___ SUPPLIED TEXT

# Ways to get hold of War of the Burning Sky



## Morrus

There are several ways you can get your hands on the _War of the Burning Sky_ campaign saga. You should choose the method which fits your budget and schedule best!

Be careful you check which edition you're buying! WotBS is available for 3.5 and 4E, and the adventures are different in each edition.


Grab an EN World community supporter subscription. This costs $3 per month, and you'll get access to BOTH the 4E and 3.5 versions of the saga in PDF format with each being released on a roughly bi-monthly basis. Note that these releases lag behind the individual releases by a few months.
Buy them individually in PDF format. This is the quickest way to get them, but is more expensive than the EN World subscription. The adventures cost $6.99 each. There are currently all 12 adventures available for D&D 3.5, and the 4E versions are being released over the next year or so.
Buy them individually in softcover format.  There are currently all 12 adventures available for D&D 3.5, and the 4E versions are being released over the next year or so.
For D&D 3.5 only, buy the very expensive but remarkably gorgeous 708-page hardcover compilation, or the not as expensive but still gorgeous 640-page black-and-white hardcover.
Note that there are a couple of legacy subscription options (i.e. methods of subscription which are no longer available). These are the RPGNow subscription and the direct EN World WotBS subscription. Those who originally subscribed via one of these two methods will still continue to receive the products at the same time as they are released for individual sale (i.e. ahead of EN World community supporter subscribers).


----------



## thundershot

You might want to edit that... The softcover adventures are NOT 6.99... I got excited until I clicked the link to see them at what I thought they were, $20-30 a piece...


----------



## Morrus

thundershot said:


> You might want to edit that... The softcover adventures are NOT 6.99... I got excited until I clicked the link to see them at what I thought they were, $20-30 a piece...




Ooops!  Bad copy/paste job from the PDF line!

Yeah, they're print-on-demand - and the 4E ones are all in full colour.  That makes them quite pricey.  But they are gorgeous - I buy them myself.


----------



## EugeneZ

This might also be a good place to mention that those who purchase the PDF get access to the Fantasy Grounds 2 Virtual Tabletop version for free! There are links to the modules on the WotBS front page.

______
___ DATA RECORDS

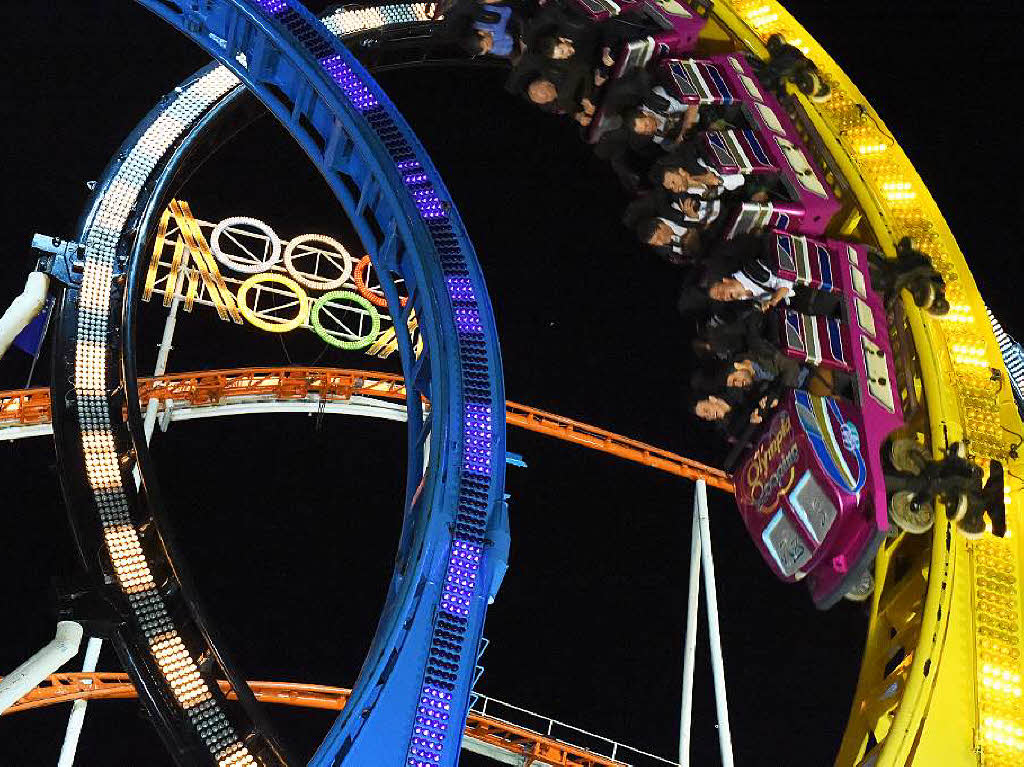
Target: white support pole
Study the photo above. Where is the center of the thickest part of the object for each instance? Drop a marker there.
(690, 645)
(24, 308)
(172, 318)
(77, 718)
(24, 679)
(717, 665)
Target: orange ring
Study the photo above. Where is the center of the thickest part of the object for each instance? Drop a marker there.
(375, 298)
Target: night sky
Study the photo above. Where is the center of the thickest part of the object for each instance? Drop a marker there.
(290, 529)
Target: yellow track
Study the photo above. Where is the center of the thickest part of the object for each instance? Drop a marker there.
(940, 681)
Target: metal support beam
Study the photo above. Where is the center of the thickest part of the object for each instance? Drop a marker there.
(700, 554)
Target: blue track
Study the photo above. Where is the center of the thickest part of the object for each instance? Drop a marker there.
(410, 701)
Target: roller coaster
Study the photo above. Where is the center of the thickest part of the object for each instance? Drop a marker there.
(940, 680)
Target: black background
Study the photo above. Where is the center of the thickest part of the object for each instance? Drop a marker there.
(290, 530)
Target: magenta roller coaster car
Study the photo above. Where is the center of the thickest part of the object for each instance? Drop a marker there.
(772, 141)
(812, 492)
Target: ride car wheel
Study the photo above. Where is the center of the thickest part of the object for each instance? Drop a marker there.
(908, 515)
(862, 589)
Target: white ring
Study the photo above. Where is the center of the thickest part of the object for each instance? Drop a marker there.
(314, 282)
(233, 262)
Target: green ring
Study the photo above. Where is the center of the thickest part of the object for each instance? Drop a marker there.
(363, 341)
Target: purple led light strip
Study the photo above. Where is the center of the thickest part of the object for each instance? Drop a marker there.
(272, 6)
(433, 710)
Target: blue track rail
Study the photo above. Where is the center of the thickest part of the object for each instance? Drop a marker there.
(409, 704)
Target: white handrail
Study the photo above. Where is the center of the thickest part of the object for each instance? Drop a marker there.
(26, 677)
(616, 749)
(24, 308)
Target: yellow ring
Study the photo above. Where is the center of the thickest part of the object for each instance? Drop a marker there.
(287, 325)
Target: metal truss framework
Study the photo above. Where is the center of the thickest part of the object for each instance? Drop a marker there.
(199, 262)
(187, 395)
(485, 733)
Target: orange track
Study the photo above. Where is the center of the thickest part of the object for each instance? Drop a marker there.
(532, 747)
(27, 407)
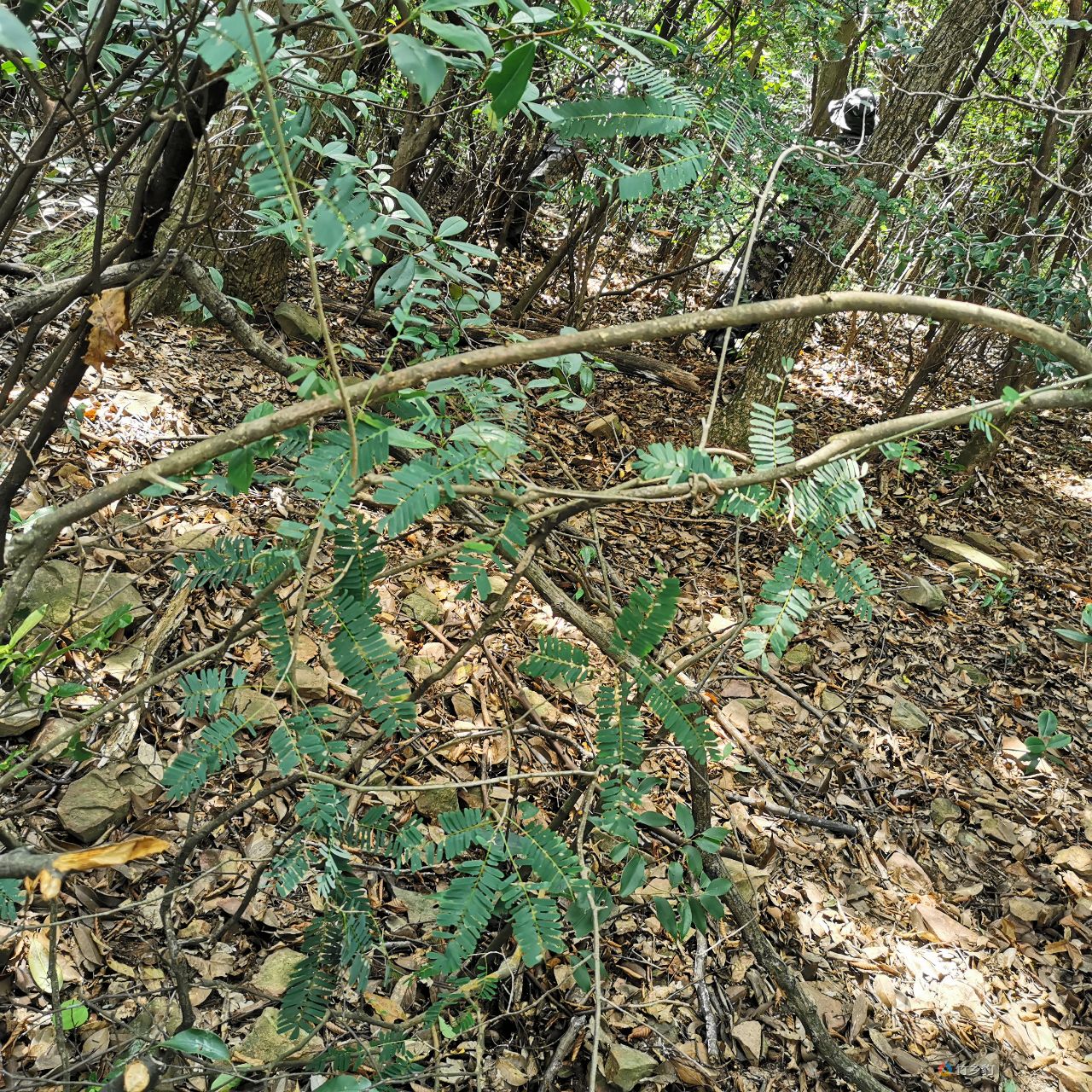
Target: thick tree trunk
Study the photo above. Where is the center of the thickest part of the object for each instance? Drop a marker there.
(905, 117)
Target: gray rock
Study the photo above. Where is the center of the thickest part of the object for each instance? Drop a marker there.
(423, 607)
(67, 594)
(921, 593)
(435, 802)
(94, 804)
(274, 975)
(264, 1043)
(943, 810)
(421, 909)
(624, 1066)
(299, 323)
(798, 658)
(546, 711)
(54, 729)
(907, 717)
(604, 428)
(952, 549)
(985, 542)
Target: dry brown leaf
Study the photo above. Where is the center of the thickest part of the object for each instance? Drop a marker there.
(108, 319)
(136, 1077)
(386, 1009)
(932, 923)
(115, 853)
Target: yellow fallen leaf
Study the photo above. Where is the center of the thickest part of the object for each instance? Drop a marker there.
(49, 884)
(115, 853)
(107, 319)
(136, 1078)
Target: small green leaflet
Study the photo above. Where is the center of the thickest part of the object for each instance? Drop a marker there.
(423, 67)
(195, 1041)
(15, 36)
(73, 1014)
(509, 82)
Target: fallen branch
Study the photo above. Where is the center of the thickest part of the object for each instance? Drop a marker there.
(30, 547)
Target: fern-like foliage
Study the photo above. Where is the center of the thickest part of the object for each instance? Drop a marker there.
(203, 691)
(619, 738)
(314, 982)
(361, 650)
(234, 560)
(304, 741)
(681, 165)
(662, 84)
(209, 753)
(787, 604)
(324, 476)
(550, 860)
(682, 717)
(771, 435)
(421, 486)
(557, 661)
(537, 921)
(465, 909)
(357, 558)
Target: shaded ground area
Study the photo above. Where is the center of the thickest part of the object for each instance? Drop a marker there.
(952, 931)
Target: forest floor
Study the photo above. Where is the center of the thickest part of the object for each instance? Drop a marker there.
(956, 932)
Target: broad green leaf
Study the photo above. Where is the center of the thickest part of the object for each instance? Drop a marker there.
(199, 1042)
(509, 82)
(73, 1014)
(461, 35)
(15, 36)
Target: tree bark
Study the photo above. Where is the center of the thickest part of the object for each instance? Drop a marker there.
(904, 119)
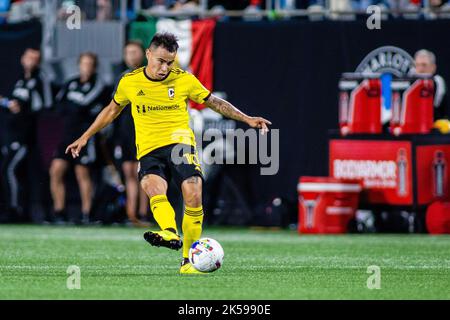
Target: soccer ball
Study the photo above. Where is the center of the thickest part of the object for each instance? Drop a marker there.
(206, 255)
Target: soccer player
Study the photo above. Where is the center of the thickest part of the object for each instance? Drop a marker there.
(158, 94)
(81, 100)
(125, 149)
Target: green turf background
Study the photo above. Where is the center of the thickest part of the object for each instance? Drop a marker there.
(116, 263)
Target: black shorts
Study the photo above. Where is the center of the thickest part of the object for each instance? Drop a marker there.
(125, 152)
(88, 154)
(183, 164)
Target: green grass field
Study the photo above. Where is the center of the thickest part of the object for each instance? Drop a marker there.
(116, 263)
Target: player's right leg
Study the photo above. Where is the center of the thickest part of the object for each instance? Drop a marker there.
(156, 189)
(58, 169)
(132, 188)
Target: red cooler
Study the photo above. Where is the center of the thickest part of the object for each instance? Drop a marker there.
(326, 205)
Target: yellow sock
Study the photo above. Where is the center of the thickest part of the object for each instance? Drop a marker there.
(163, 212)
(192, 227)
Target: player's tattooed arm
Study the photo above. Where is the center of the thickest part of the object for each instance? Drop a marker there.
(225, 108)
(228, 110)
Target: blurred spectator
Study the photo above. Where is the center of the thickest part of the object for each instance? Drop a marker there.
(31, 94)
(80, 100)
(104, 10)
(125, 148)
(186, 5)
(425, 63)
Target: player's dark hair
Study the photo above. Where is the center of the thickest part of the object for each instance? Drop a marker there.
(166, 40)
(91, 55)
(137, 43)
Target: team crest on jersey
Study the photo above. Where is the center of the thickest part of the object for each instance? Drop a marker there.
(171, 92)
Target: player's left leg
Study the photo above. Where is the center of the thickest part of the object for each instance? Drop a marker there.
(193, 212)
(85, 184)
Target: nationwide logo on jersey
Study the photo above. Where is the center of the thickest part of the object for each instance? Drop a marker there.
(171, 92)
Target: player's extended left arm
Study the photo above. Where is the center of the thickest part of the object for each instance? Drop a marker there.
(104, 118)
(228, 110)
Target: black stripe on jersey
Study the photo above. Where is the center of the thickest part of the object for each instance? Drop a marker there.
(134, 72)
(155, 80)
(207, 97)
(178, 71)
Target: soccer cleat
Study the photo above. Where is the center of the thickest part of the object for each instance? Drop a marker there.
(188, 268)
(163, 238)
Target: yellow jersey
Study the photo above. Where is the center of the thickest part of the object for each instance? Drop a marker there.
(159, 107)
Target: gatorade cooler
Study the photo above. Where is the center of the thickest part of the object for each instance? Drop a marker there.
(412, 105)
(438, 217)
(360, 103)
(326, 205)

______

**REQUIREMENTS:**
a - Name every distinct username that posts in the War of the Burning Sky thread.
b - In the War of the Burning Sky thread, what is the price of the EN World community supporter subscription?
c - Resume the War of the Burning Sky thread with a new post following the last one shown.

**SOLVED TASKS:**
a - Morrus, thundershot, EugeneZ

b - $3 per month.

c -
----------



## Dracomaxis

*Bi-Monthly*

Forgive me for asking this, but Bi-Monthly is not exactally spelled out for me, is it twice a month or once every two months? This just affects how often I want this campaign played, for me to be able to supply the game for my players. Thanks


----------



## Morrus

Dracomaxis said:


> Forgive me for asking this, but Bi-Monthly is not exactally spelled out for me, is it twice a month or once every two months? This just affects how often I want this campaign played, for me to be able to supply the game for my players. Thanks




"Bi-monthly" means once every two months.

They take longer to write than they do to play, unfortunately!


----------



## sfedi

Morrus said:


> "Bi-monthly" means once every two months.
> 
> They take longer to write than they do to play, unfortunately!



Not for me


----------



## andrewnotandy

*Subscribed to WotBS Help*

I subscribed using an old form of subscription and I can't get access to the content.  Going to the downloads section just sends me to the EnWorld subscription service, not the WotBS 4e subscription service.  How do I get access to these pdfs?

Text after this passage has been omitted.